▶ [YOUR TASK]: With pictures left out, set down every record word for word.

▶ [INFORMATION PROVIDED]:

╔══

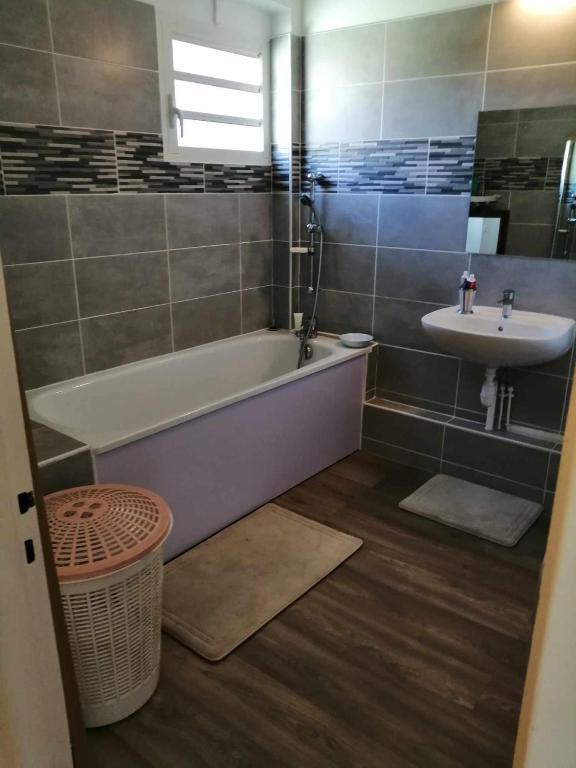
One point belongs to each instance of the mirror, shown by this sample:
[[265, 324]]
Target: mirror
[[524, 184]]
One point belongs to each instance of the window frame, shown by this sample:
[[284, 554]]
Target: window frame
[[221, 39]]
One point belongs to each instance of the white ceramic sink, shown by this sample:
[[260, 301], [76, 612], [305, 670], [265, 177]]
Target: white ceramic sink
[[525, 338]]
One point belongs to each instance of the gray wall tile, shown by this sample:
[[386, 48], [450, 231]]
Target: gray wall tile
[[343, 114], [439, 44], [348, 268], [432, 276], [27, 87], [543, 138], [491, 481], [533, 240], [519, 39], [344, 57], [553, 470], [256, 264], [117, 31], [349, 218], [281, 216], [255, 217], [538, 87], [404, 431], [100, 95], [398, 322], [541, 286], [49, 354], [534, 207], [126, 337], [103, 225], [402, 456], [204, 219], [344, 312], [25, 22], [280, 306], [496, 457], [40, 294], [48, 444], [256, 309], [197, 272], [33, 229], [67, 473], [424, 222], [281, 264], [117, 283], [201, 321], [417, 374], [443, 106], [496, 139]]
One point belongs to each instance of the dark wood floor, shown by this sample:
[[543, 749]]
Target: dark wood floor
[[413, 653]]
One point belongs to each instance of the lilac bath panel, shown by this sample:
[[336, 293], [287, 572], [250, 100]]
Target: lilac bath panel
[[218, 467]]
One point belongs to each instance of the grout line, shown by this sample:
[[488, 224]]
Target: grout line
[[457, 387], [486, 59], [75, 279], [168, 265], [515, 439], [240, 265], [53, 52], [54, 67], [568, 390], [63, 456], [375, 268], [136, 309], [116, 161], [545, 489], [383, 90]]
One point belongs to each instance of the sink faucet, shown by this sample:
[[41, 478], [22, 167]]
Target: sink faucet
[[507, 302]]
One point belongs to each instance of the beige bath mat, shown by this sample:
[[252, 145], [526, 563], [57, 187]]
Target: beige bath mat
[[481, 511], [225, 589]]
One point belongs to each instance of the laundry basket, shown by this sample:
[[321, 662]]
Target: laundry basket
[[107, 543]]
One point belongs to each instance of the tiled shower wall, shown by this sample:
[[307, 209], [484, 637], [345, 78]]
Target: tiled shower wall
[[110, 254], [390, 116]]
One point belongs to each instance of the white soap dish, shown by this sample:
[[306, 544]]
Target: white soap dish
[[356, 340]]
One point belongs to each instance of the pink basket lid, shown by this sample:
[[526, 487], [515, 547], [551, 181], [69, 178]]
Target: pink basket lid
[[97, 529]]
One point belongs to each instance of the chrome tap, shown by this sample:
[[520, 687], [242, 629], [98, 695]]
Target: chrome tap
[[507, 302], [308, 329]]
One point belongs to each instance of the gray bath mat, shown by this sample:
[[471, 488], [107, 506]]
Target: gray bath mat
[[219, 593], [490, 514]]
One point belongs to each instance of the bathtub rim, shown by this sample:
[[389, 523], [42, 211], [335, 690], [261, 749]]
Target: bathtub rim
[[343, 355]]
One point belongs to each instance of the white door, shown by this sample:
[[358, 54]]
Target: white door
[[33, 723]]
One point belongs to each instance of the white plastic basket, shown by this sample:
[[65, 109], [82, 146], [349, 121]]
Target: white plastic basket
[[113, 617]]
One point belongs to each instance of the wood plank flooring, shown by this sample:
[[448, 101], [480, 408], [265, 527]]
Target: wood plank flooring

╚══

▶ [ANSWER TO THIS EXERCISE]:
One point belongs to each instance of the mirror, shown by this sample:
[[265, 324]]
Target: mirror
[[524, 184]]
One point belongs to each instance of the window frame, shown by this sample:
[[284, 554]]
Target: window frame
[[221, 39]]
One point belongs to each instance of the white ceramic sink, shown by this sample:
[[260, 301], [76, 612], [305, 670], [265, 177]]
Target: white ceramic sink
[[525, 338]]
One point belongs to each instance of the gray wall tile, shown by this sample:
[[386, 48], [450, 231]]
Target: gray wall tile
[[343, 114], [439, 44], [348, 268], [432, 276], [27, 87], [543, 138], [491, 481], [533, 240], [519, 39], [344, 57], [553, 470], [256, 264], [117, 31], [349, 218], [281, 216], [255, 217], [538, 87], [404, 431], [100, 95], [398, 322], [541, 286], [49, 354], [534, 207], [126, 337], [103, 225], [402, 456], [204, 219], [344, 312], [25, 22], [280, 306], [496, 457], [40, 294], [48, 444], [256, 309], [197, 272], [33, 229], [67, 473], [424, 222], [281, 264], [117, 283], [201, 321], [417, 374], [443, 106], [496, 139]]
One point belongs to each instance of the dark wood floor, shown by this sample:
[[543, 749]]
Target: dark wood floor
[[413, 653]]
One point belongs to each instance of the lilac bath panel, shown by this sample:
[[336, 293], [287, 572], [250, 100]]
Target: lilac bath panel
[[218, 467]]
One point belongs to each instance of the grout line, shown by this sample:
[[488, 224]]
Target: grout line
[[457, 387], [486, 59], [75, 279], [168, 265], [515, 439], [240, 265], [53, 52], [54, 67], [568, 390], [63, 456], [375, 268], [136, 309], [116, 161], [545, 489], [383, 90]]
One point belongs to each instance of the sink faucet, shown by this sample:
[[41, 478], [22, 167]]
Target: sink faucet
[[507, 302]]
One point belongs to each instance of the beige bath mat, shown by this sample:
[[252, 145], [526, 563], [57, 187]]
Target: beige bath mat
[[481, 511], [225, 589]]
One point belongs to each instance of the laundry basket, shown by this sample:
[[321, 662]]
Target: laundry basket
[[107, 543]]
One point belongs to each instance of the tiled shower wall, shown by this sample:
[[307, 209], [484, 637], [345, 78]]
Target: tiled shower wall
[[110, 254], [390, 116]]
One point belongs to each instance of the white soap dish, shown by this sample:
[[306, 544]]
Target: white soap dish
[[356, 340]]
One point belongs to each instance of the pink basket lid, shown by this sample:
[[526, 487], [515, 547], [551, 181], [69, 178]]
Target: pink basket lid
[[97, 529]]
One point belongs to each instance of the chrome tap, shown by this sample:
[[520, 687], [242, 629], [98, 695]]
Target: chrome tap
[[507, 302], [308, 329]]
One point belongs to each instance of the gray bath mat, shown by this sample:
[[471, 488], [107, 506]]
Target: gray bath mat
[[219, 593], [490, 514]]
One point belongs to each instance of the bathtub rim, shown by this sample:
[[389, 523], [42, 211], [335, 690], [261, 749]]
Target: bathtub rim
[[343, 355]]
One point belongs to each instance of the white door, shown by this sample:
[[358, 54]]
Target: white door
[[33, 723]]
One point belongs to each instance of the white plastic basket, shown by this sample:
[[65, 109], [82, 146], [349, 121]]
Target: white plastic basket
[[113, 617]]
One point belongs to each instance of the wood plank flooring, shown by this sample:
[[448, 101], [480, 408], [265, 527]]
Target: wood plank flooring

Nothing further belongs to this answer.